It would be interesting to add something like this. I fiddled with this notion with respect to what would be required for mother nature to build a squasher for making neuralogical ANDs and ORs, and was able to get to some pretty nice approximations -- as long as you stay within the interval. Somewhere I actually worked out the math for this ... a problem arises because, to be useful, the AND etc needs some "gain" in the middle (i.e. a slope > 1) but the more gain you put in the more difficult the design becomes. For an OR you need a range of -0.25 to +2.25 (i.e. if inputs are "a" and "b" that vary from 0 to 1, add them and squash their sum back to approximately 0 or 1). The first hack starts out with the odd function y = 1*(x-0.5) + 0.5 (just a straight line shifted to the right: yielding (0,0), (1,1) ). This clearly won't work. The trick then is to feedback a certain amount of x2 to give you some "gain", etc, etc. As I remember this works best if it goes through two iterations. I'm working from memory here... bill Wvbailey (talk) 17:18, 13 January 2008 (UTC)

This is nice! Actually you can generalize it

${\displaystyle f(x)=ax^{b}-(a-1)x^{\frac {ab}{a-1}},\quad x\in [0,1]}$

You assure that f(0)=0, f(1)=1 and that f'(0)=f'(1)=0. By playing around with a and b you can get different shapes to suit you Juancentro (talk) 23:36, 18 April 2013 (UTC)

Set of tasks →
1 > In the discussion above, what range does an OR require?
2 > Retype the passage of the discussion above that begins with the words containing "This is nice!" and ends with "April 2013 (UTC)".

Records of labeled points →
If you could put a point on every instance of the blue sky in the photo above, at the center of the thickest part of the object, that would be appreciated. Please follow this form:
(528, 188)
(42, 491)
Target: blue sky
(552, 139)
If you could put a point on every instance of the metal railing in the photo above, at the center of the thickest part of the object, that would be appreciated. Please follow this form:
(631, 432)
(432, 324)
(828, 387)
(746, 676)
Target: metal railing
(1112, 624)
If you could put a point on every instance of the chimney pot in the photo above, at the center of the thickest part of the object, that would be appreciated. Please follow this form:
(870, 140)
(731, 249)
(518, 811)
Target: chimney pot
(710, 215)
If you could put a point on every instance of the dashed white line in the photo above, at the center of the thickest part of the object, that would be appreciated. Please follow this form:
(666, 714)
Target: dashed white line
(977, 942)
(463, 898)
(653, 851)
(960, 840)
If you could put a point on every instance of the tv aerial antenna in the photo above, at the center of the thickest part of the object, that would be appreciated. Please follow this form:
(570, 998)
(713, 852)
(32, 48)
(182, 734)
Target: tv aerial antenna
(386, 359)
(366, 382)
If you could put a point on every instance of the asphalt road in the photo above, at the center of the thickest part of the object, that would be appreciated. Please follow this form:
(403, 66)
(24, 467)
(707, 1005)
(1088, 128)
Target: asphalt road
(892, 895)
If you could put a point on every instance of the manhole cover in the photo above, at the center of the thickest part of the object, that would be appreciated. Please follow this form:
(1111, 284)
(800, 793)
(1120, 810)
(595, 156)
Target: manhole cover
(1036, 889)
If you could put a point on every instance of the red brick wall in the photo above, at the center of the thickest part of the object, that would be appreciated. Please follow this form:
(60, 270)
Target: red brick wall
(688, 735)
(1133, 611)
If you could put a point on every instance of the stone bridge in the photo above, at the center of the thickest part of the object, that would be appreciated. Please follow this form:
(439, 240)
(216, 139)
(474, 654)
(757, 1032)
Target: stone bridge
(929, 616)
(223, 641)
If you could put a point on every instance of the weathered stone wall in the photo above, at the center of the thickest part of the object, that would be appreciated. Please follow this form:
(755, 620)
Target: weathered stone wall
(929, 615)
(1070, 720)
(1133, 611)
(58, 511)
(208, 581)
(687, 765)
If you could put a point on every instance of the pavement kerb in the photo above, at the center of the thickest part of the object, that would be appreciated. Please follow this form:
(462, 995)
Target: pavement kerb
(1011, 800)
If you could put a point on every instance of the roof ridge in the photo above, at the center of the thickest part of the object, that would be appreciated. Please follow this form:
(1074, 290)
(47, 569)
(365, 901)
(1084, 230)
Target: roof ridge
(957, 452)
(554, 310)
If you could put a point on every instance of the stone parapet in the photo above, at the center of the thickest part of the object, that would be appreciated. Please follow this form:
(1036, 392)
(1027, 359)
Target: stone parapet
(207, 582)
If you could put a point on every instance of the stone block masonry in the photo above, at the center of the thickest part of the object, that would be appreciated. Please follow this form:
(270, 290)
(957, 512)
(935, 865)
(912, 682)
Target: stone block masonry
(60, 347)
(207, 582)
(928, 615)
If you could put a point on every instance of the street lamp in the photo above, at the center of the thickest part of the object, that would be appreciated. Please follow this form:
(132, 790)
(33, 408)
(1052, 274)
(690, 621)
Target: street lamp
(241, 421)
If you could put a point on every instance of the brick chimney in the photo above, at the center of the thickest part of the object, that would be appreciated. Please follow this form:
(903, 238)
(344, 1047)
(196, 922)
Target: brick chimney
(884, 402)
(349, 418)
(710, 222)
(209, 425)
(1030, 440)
* * *
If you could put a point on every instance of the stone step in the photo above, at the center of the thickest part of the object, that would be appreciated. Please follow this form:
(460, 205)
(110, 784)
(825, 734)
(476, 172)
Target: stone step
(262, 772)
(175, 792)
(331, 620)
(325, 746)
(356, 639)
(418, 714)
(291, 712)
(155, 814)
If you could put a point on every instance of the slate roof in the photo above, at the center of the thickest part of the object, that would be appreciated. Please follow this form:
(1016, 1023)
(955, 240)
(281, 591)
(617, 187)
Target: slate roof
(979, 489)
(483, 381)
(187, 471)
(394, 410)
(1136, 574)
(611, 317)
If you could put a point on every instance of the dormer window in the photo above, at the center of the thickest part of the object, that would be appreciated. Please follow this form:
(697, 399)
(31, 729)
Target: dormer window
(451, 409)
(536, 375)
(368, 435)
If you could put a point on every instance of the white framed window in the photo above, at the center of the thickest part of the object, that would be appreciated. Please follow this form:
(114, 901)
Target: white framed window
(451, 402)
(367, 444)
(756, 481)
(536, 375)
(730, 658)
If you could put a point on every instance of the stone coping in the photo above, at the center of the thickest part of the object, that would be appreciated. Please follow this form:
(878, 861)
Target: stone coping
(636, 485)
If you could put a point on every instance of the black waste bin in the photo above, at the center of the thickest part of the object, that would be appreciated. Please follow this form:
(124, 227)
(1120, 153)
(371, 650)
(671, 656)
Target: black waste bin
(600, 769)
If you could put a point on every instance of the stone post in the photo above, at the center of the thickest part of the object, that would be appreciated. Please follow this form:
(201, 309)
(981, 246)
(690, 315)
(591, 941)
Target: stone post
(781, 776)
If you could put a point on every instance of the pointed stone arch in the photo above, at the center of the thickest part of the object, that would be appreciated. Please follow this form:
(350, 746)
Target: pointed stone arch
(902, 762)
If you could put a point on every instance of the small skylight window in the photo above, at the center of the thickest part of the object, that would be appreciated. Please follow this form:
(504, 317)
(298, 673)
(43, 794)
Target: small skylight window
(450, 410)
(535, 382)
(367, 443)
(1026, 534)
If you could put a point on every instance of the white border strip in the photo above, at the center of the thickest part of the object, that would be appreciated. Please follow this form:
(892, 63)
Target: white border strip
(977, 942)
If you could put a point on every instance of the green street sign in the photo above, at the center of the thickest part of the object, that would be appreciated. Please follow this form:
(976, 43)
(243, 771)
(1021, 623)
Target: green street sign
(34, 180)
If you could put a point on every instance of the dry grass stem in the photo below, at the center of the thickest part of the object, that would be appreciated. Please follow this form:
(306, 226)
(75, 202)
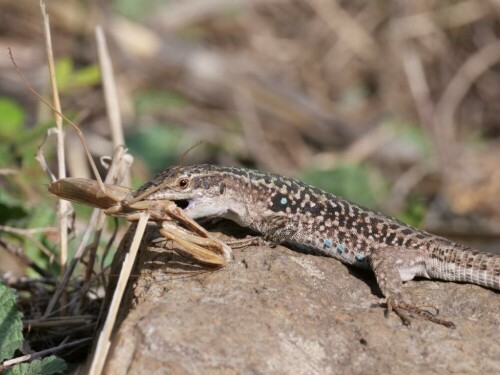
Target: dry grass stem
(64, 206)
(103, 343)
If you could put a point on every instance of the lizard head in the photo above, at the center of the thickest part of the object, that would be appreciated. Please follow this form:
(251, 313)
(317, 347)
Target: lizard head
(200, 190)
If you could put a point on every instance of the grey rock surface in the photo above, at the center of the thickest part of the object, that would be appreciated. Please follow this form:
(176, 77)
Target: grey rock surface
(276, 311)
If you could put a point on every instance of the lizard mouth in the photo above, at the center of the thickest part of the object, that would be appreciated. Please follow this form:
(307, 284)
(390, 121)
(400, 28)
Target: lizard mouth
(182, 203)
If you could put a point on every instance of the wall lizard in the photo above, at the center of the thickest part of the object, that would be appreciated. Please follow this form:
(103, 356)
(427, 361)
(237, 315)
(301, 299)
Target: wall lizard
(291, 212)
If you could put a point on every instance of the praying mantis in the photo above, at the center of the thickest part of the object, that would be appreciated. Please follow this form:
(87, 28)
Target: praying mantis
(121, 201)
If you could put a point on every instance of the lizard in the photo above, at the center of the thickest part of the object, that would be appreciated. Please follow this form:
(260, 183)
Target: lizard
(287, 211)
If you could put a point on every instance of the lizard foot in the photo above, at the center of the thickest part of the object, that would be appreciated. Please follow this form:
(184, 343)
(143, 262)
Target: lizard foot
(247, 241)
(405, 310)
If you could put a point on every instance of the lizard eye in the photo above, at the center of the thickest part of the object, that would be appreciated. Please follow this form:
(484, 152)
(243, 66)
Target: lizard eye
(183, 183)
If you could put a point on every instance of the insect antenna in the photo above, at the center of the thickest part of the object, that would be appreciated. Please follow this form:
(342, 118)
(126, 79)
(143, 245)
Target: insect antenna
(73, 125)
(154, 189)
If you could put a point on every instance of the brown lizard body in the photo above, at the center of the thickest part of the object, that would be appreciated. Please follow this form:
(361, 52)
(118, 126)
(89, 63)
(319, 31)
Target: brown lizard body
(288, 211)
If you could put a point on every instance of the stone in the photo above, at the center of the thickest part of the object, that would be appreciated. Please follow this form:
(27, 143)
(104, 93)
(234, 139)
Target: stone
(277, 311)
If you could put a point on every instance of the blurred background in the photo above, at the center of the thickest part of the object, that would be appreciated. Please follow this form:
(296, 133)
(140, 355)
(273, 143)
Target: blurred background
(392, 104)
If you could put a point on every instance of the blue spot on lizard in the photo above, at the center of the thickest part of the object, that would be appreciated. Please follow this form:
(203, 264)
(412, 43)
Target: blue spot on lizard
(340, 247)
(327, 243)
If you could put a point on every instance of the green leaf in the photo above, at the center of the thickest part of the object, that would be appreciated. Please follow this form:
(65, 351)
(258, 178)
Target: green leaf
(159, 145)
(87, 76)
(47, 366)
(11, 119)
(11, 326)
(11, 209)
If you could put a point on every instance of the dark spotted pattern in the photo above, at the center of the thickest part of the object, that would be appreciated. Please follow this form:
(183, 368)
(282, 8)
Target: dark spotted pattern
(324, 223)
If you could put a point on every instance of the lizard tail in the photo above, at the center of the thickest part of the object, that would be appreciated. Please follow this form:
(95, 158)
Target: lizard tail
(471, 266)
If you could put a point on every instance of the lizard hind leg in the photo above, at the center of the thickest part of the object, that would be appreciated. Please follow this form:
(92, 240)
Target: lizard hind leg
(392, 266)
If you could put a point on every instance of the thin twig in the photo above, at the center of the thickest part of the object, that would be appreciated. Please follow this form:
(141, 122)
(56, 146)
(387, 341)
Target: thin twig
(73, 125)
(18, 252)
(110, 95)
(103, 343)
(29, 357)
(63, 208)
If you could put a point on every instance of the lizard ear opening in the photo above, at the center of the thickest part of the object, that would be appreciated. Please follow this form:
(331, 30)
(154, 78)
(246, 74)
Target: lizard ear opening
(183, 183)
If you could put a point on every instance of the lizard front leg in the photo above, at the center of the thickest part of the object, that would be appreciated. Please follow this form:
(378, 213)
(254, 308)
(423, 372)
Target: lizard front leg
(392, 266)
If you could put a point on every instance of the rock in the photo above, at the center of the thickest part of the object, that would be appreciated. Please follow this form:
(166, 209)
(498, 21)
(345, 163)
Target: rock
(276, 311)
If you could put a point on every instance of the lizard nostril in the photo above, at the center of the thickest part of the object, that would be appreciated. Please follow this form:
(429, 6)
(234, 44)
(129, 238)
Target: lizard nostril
==
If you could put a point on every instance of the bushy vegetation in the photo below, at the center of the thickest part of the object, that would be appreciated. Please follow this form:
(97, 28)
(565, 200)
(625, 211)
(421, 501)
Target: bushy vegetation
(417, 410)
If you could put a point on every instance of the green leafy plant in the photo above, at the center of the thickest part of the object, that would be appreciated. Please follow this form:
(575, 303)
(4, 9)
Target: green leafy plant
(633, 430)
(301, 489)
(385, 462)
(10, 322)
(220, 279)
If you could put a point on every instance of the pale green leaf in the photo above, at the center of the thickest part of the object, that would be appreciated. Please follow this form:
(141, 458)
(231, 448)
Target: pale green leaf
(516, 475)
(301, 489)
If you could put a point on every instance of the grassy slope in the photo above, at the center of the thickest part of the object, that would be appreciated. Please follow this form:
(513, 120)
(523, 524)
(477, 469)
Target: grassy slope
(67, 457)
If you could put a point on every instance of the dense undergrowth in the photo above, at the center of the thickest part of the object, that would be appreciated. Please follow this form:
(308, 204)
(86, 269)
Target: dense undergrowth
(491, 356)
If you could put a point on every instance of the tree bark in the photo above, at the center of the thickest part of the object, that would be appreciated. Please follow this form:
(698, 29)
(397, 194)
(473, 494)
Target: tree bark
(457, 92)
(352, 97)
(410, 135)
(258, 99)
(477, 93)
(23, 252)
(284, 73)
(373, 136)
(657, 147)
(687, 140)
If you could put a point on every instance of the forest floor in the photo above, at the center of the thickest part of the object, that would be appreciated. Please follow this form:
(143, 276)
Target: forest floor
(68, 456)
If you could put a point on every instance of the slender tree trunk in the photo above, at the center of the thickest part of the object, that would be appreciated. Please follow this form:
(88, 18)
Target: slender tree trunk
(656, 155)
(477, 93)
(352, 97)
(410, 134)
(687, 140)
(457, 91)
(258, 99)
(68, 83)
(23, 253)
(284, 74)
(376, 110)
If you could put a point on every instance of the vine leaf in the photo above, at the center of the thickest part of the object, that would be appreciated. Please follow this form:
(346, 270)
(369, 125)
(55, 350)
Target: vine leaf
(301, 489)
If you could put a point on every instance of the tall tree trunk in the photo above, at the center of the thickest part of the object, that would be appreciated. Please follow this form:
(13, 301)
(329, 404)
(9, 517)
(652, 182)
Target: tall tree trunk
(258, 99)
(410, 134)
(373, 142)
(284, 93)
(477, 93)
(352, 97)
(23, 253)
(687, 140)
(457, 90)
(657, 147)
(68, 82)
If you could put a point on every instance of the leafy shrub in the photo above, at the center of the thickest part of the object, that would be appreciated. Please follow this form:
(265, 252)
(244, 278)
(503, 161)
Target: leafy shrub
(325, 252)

Solutions to the tasks →
1 > An OR requires a range of -0.25 to +2.25.

2 >
This is nice! Actually you can generalize it

${\displaystyle f(x)=ax^{b}-(a-1)x^{\frac {ab}{a-1}},\quad x\in [0,1]}$

You assure that f(0)=0, f(1)=1 and that f'(0)=f'(1)=0. By playing around with a and b you can get different shapes to suit you Juancentro (talk) 23:36, 18 April 2013 (UTC)